PROVIDED RECORDS:

┏━━

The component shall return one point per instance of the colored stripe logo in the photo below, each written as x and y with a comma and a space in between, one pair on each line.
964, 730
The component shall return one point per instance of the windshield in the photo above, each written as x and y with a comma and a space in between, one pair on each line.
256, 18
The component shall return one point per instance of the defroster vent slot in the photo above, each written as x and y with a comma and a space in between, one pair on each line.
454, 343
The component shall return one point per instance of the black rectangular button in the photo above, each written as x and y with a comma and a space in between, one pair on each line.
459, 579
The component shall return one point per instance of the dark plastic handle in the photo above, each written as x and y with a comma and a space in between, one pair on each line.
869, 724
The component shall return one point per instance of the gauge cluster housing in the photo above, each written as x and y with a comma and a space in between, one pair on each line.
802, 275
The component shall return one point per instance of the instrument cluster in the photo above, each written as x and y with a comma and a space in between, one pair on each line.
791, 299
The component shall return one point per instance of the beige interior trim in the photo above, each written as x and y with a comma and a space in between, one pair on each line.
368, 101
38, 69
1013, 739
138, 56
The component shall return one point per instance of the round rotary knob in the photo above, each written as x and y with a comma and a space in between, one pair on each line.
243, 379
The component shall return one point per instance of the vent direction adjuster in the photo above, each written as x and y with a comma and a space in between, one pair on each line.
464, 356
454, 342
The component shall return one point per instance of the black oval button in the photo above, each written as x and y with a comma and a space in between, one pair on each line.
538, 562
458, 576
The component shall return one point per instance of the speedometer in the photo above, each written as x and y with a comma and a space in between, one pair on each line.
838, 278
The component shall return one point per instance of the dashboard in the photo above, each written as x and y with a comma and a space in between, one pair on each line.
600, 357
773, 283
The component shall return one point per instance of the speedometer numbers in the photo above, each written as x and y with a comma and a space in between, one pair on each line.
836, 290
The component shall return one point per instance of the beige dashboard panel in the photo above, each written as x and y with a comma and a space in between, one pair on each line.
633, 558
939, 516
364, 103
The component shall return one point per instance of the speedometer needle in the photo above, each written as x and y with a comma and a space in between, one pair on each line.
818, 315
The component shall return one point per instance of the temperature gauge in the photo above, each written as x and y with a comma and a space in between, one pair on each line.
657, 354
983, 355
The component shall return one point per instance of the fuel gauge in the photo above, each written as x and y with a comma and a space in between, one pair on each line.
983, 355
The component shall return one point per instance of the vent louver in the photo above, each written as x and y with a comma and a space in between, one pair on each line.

┗━━

WHAT IS BEING ASKED:
Using the listing above, print every entry verbatim.

RESULT BELOW:
The component shall return one point per instance of the colored stripe logo in the photo below, each written as x and y with a comma and a space in between, one pair on each line.
964, 730
The component shall return one point per instance of the windshield in the photo above, each written as x and y with a comma and a space in between, one pair on each line.
256, 18
The component shall return one point per instance of the defroster vent slot in the photo above, each written as x and y with a comma and a space in between, one pair on each line.
454, 343
The component shall return one point per instance of the black rectangular button in the photo above, each written as x and y with a comma and a space in between, one pair on each line.
459, 579
The component shall return one point per instance of the dark plastic handle in the photo above, each written as x and y with a comma and a space in between, one pair on each line.
869, 724
The component shall return one point per instance of the gauge cluster housing in the photo above, each written as x and y with a comma and a space in between, one pair on each line.
802, 275
The component shall return one point per instance of the instrument cluster in the photo above, each written as x and y with a comma and a space in between, one pair on each line.
791, 299
The component shall return one point per instance of the beige interior trim in the photo above, each written as x and y with a comma and a space in between, one pair on each line.
368, 101
38, 69
1013, 739
138, 56
The component shall return one point per instance of the round rotary knob in the photo above, each written as x and y with a comma and a space in between, one pair on each line.
243, 379
The component shall return one point per instance of the vent direction adjuster in the photo above, each written as x and y with a comma and a space in between, one pair on each line.
464, 356
454, 342
The component shall return one point per instance of the black oval button in the photo above, each written as x and y with a comma and a space in between, one pair on each line.
538, 562
458, 576
The component shall return one point per instance of the speedometer in the photo above, each written as x and y with a comma and a space in between, one pair on each line.
838, 278
The component shall return one point per instance of the dashboard in the photo above, each written as x and y with a comma and a space in between, one pair on each line.
600, 357
773, 283
The component shall return one point per instance of the speedometer numbers in the photo above, each written as x and y with a comma and a space in between, one pair on each line.
836, 290
The component shall return one point per instance of the beige dashboard panel in the photo above, each written as x and y with a comma and a space in between, one pair on each line.
633, 558
939, 516
364, 103
The component shall return one point per instance of the speedometer needle in the photo above, each written as x and y with a comma and a space in between, one pair on each line.
818, 315
The component shall return one point per instance of the temperature gauge in the photo above, each written as x and y with a comma and a space in between, one pair on each line.
657, 354
983, 355
The component shall return one point per instance of the fuel gauge in the photo above, each written as x and y with a comma and a space in between, one pair on each line.
983, 355
The component shall return one point per instance of the vent louver in the photo above, each written as x and y with a comma and a space in between, one pair on each line.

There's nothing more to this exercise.